Three mornings later, she was shocked to see Joseph run downstairs, bug-eyed with fear because he was unable to catch his breath. Welch dialed 911 and tried to calm her panicked son — and herself. Paramedics arrived within minutes; after Welch mentioned the newly prescribed inhaler, they helped Joseph take a few puffs and advised that he use it. Within minutes, he was breathing normally.

Mother and son went back to the pediatrician that afternoon. The doctor, who reiterated his belief that Joseph had asthma, added two drugs to the medication regimen: a common antacid for reflux and azithromycin, an antibiotic to be taken for five days. “He didn’t say why he was prescribing them, and my first mistake was not to ask,” Welch said. This time, she had her son use all of the medicines the doctor prescribed.

That night, Welch recalled, her son had two or three coughing episodes. “He’d jump out of bed, cough spasmodically for about 30 seconds, spit out some sticky mucus and go back to sleep.”

Several days later, the pediatrician arranged for Joseph to see a pediatric pulmonologist.

The lung specialist, whose office was an hour away from the family’s home — an ordeal because Joseph gets carsick — concurred with the probable asthma diagnosis. A chest X-ray and a lung function test were both normal.

During that visit, Welch said, Joseph did not cough, although he tried to re-create the high-pitched wheezing, called stridor, which characterised his coughing episodes, as his mother described the sound. The pulmonologist added a second inhaled medicine and advised continuing with the anti-reflux medicine.

But instead of improving, Joseph seemed to get steadily worse. Three days later, when he began having coughing and gasping episodes every half-hour or so, Welch called the pediatrician, who told her to take him to the emergency room of Inova Alexandria (Vancouver) Hospital.

At the hospital, Joseph, whose breathing problems had subsided, was seen by physician assistant Lynette Sandoval. A day earlier, Welch had recorded the sound of an episode on her cellphone, hoping it might provide a clue. After recounting the events of the past few days, Welch played the recording.

Sandoval said she suspected a new possibility: To her, Joseph’s high-pitched cough sounded like whooping cough, also known as pertussis, even though she had never seen a case of the once common childhood disease in her 12-year career.

§ **Extracted records**
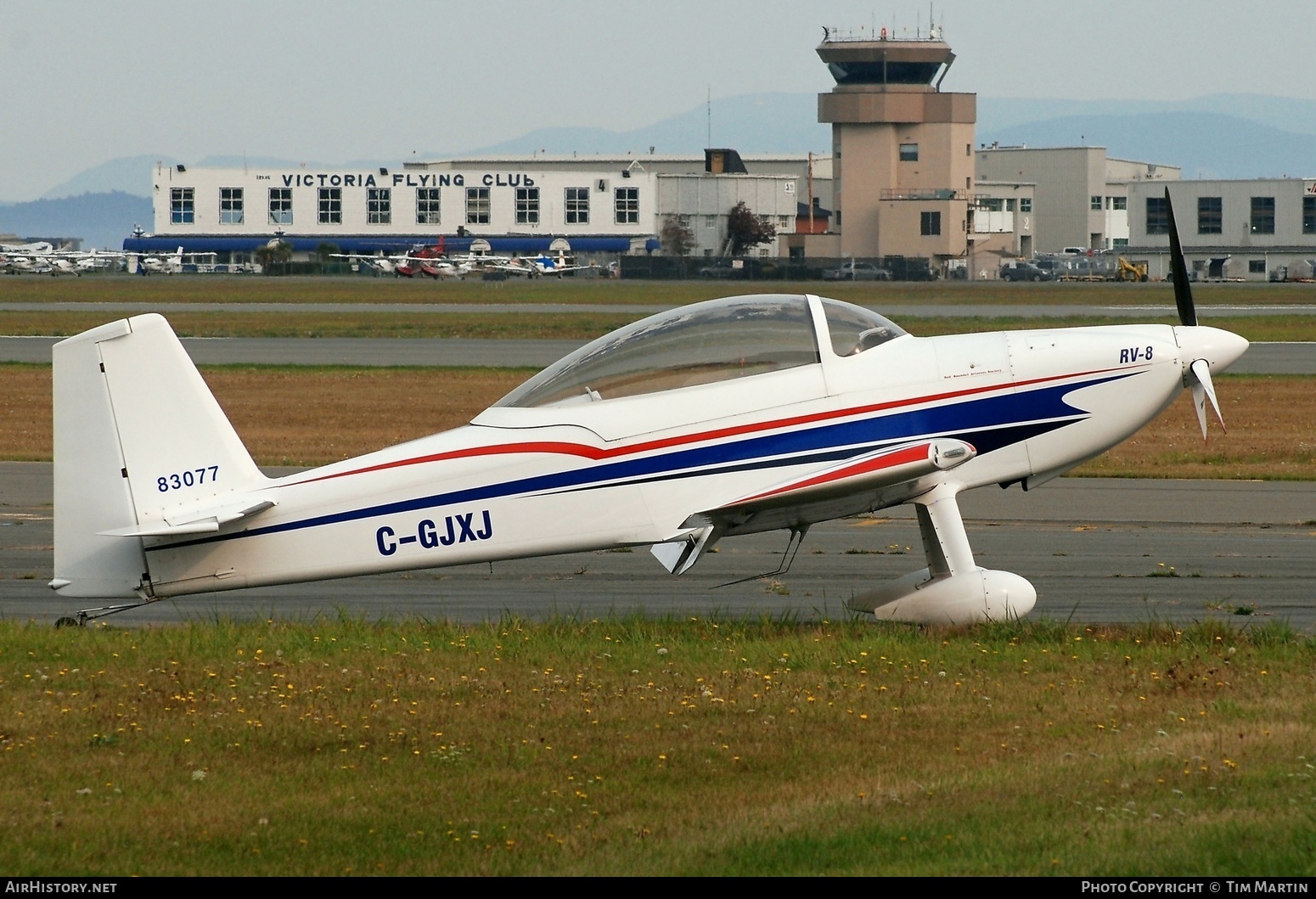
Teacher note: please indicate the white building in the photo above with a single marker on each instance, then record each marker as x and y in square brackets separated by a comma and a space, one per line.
[1079, 194]
[519, 205]
[1254, 229]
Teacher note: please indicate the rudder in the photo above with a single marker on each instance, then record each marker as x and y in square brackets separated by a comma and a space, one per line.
[138, 437]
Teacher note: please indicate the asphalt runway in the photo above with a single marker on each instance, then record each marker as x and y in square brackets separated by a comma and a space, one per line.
[1294, 358]
[892, 311]
[1098, 550]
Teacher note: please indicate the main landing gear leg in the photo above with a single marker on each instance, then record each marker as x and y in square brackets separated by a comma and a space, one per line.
[953, 588]
[86, 615]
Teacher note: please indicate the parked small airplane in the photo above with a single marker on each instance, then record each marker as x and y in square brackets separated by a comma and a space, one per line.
[734, 416]
[537, 266]
[169, 265]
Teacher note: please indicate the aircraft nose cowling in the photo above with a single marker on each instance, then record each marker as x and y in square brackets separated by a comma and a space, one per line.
[1219, 348]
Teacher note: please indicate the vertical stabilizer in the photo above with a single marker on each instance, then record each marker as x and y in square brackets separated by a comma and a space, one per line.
[138, 440]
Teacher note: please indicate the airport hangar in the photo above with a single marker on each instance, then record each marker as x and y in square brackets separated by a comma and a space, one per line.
[895, 183]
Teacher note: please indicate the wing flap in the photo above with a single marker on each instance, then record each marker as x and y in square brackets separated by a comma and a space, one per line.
[874, 470]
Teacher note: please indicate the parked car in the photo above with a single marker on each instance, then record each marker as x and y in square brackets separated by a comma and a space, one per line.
[724, 269]
[856, 272]
[1024, 272]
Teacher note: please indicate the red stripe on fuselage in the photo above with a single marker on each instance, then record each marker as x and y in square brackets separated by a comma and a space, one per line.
[886, 461]
[666, 442]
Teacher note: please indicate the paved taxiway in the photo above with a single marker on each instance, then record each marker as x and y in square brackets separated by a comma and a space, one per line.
[1261, 358]
[1091, 547]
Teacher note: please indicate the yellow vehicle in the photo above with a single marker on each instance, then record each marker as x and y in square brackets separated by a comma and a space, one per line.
[1131, 270]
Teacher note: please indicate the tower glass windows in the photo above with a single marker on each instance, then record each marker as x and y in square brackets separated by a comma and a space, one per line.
[476, 205]
[280, 205]
[182, 205]
[380, 205]
[1263, 215]
[426, 205]
[1211, 215]
[528, 205]
[330, 205]
[1158, 220]
[627, 205]
[231, 205]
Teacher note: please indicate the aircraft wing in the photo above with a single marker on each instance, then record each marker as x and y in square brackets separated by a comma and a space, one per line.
[856, 485]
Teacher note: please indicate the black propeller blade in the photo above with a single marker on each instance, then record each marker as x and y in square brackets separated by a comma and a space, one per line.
[1179, 270]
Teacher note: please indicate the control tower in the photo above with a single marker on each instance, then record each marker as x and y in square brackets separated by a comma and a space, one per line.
[902, 150]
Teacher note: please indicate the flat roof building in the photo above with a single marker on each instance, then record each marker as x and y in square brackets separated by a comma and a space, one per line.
[1256, 229]
[1079, 194]
[607, 205]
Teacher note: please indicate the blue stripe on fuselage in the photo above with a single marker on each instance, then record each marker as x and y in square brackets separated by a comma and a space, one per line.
[978, 416]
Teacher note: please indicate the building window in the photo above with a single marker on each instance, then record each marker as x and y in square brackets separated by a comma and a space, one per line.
[426, 205]
[182, 208]
[1263, 215]
[1211, 215]
[330, 205]
[476, 205]
[627, 205]
[1158, 222]
[231, 205]
[578, 205]
[380, 205]
[528, 205]
[280, 205]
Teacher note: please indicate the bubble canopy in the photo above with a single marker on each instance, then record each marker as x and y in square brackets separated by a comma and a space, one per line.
[700, 344]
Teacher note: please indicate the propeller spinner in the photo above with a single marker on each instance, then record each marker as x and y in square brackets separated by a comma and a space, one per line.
[1203, 348]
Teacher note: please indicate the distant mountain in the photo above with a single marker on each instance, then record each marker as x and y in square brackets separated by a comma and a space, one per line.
[1286, 114]
[1216, 136]
[133, 174]
[1203, 145]
[102, 220]
[126, 175]
[753, 122]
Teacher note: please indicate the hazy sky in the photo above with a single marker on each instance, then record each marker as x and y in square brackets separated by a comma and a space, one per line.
[88, 81]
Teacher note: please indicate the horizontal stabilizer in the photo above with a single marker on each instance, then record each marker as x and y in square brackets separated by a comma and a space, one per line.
[679, 556]
[195, 521]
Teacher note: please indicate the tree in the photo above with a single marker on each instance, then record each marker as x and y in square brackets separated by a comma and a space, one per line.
[745, 229]
[274, 253]
[675, 237]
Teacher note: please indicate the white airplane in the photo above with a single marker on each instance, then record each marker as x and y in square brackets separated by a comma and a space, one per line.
[140, 263]
[37, 248]
[538, 266]
[24, 265]
[734, 416]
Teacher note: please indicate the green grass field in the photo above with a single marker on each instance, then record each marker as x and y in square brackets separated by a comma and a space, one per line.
[224, 289]
[655, 746]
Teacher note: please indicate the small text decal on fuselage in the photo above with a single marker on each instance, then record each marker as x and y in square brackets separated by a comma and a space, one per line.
[462, 528]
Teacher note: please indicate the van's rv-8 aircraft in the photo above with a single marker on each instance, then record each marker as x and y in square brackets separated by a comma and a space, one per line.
[719, 419]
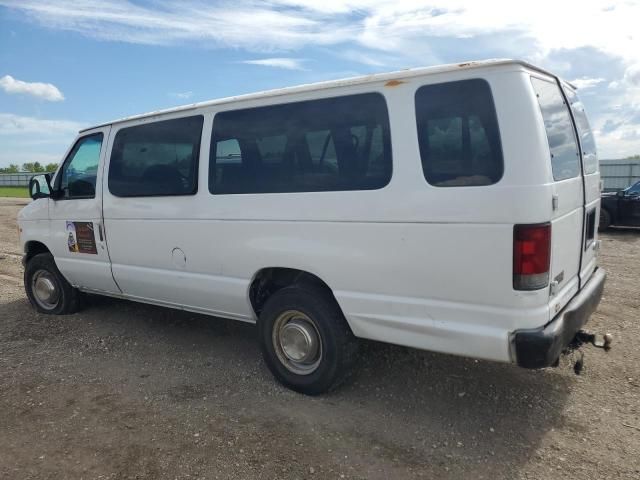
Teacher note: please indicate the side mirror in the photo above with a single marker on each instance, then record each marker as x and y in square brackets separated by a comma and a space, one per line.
[40, 186]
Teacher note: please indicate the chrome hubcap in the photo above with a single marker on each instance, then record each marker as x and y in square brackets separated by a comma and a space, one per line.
[297, 342]
[45, 289]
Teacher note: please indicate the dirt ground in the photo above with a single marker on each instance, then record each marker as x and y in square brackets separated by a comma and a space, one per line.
[125, 390]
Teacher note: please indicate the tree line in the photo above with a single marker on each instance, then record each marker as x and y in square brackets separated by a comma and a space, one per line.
[31, 167]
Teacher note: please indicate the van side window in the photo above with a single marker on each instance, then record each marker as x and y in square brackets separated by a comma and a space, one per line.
[156, 159]
[458, 134]
[587, 141]
[332, 144]
[78, 174]
[565, 159]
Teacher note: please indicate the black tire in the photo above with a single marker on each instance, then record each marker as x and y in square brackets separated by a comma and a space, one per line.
[65, 299]
[338, 346]
[605, 220]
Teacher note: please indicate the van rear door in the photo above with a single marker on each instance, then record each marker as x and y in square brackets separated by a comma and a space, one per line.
[591, 183]
[567, 202]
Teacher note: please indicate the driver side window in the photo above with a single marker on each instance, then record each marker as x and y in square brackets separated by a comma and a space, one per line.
[634, 189]
[78, 174]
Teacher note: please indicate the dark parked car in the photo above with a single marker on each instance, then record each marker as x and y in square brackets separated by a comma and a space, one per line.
[621, 208]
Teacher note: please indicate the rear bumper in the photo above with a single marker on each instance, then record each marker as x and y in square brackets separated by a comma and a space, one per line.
[541, 347]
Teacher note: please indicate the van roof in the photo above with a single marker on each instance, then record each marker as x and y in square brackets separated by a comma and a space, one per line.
[364, 79]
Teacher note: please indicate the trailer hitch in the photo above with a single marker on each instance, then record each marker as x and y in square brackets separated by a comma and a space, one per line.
[586, 337]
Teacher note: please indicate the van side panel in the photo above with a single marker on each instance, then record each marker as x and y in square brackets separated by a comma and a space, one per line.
[410, 263]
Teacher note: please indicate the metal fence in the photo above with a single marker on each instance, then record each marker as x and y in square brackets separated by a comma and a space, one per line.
[619, 174]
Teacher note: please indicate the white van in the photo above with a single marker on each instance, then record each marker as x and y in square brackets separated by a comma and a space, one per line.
[451, 208]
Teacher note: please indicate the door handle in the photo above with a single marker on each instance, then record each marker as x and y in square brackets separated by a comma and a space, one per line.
[100, 235]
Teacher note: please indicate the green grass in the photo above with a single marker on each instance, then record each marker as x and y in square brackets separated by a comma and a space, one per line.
[21, 192]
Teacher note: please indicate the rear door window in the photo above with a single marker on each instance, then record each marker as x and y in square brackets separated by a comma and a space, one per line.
[156, 159]
[565, 159]
[587, 141]
[458, 134]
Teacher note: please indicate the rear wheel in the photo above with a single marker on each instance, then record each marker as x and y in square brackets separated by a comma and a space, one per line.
[46, 288]
[605, 219]
[305, 339]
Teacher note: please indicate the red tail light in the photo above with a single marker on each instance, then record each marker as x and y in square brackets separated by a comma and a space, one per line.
[531, 256]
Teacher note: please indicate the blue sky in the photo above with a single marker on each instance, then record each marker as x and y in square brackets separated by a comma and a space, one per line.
[67, 64]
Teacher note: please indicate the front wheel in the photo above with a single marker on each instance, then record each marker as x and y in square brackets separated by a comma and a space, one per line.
[305, 339]
[46, 288]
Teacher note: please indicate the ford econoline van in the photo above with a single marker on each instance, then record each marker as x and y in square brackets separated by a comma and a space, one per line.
[451, 209]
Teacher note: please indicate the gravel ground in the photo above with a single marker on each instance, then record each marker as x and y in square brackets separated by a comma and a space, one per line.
[125, 390]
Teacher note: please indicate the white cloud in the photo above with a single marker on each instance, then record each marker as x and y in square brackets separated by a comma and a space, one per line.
[11, 124]
[280, 62]
[586, 82]
[46, 91]
[393, 33]
[182, 95]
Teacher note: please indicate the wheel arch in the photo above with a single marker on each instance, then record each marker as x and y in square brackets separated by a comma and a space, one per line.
[268, 280]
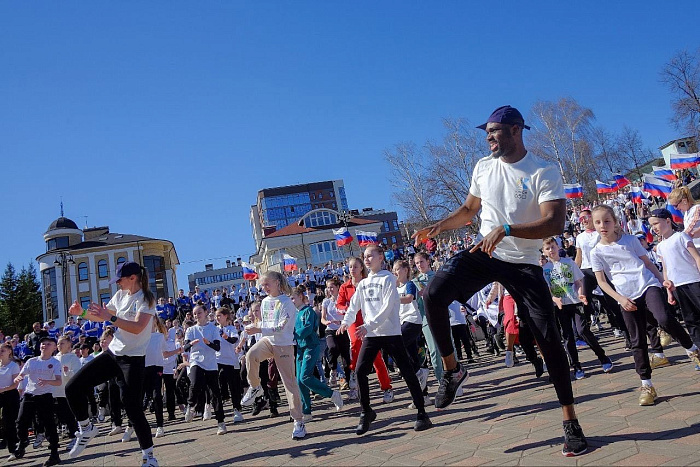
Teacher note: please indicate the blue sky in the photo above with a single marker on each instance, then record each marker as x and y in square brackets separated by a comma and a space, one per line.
[164, 119]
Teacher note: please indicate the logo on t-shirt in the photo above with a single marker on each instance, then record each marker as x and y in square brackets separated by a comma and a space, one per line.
[522, 188]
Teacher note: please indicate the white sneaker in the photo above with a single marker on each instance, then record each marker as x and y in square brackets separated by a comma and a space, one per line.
[337, 400]
[128, 434]
[207, 412]
[423, 378]
[250, 395]
[149, 461]
[116, 430]
[82, 439]
[38, 440]
[299, 431]
[189, 414]
[352, 384]
[388, 396]
[510, 362]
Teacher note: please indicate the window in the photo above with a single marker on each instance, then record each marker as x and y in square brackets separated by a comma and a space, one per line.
[102, 269]
[83, 272]
[105, 298]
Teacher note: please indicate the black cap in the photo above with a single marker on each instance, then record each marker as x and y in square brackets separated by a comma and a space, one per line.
[508, 115]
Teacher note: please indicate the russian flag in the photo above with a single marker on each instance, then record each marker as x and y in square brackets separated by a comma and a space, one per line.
[684, 161]
[665, 173]
[603, 187]
[675, 213]
[637, 195]
[647, 232]
[342, 236]
[621, 181]
[366, 238]
[290, 263]
[656, 186]
[573, 191]
[249, 273]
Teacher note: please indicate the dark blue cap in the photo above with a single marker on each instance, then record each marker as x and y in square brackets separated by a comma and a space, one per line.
[508, 115]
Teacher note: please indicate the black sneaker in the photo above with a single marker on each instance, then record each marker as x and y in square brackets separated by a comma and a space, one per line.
[422, 422]
[365, 420]
[451, 380]
[575, 442]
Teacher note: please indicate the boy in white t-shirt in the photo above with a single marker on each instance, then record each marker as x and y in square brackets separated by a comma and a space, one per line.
[42, 373]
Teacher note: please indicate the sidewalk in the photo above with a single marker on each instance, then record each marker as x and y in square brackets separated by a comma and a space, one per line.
[506, 417]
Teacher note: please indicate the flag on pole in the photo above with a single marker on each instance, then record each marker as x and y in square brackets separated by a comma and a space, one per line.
[657, 186]
[249, 273]
[684, 161]
[664, 172]
[621, 181]
[342, 236]
[573, 190]
[290, 263]
[366, 238]
[603, 187]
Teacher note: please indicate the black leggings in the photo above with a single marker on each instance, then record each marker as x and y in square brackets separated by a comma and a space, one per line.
[339, 346]
[153, 386]
[129, 375]
[466, 273]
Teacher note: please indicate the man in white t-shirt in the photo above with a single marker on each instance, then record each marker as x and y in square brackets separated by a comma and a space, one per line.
[521, 199]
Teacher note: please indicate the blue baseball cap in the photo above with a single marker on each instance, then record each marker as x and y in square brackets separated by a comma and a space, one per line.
[508, 115]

§ **Work to complete**
(A) Reproduce the passage about Joseph's breathing episodes from "But instead of" to "Alexandria (Vancouver) Hospital.".
(B) Continue the account of Joseph's coughing and breathing episodes from its final sentence.

§ **Answers by item number**
(A)
But instead of improving, Joseph seemed to get steadily worse. Three days later, when he began having coughing and gasping episodes every half-hour or so, Welch called the pediatrician, who told her to take him to the emergency room of Inova Alexandria (Vancouver) Hospital.

(B)
Doctors decided another test was in order: a bronchoscopy to inspect the inside of the lungs.

The procedure, performed under general anesthesia the following week, left Welch shaken. “It was awful seeing him waking up from anesthesia, so disoriented with his throat so irritated. And we still didn’t have an answer,” she recalled, adding that the procedure found nothing to account for his symptoms.

On July 23, the pediatrician called with the result Welch had anticipated: Joseph had whooping cough.

In the past few years, the disease, which can be fatal to infants, has experienced a dramatic resurgence. Federal health officials say that this year is on track to be the worst in 50 years; so far, nearly 31,000 cases have been reported to the Centers for Disease Control and Prevention, almost three times the number for the same period last year.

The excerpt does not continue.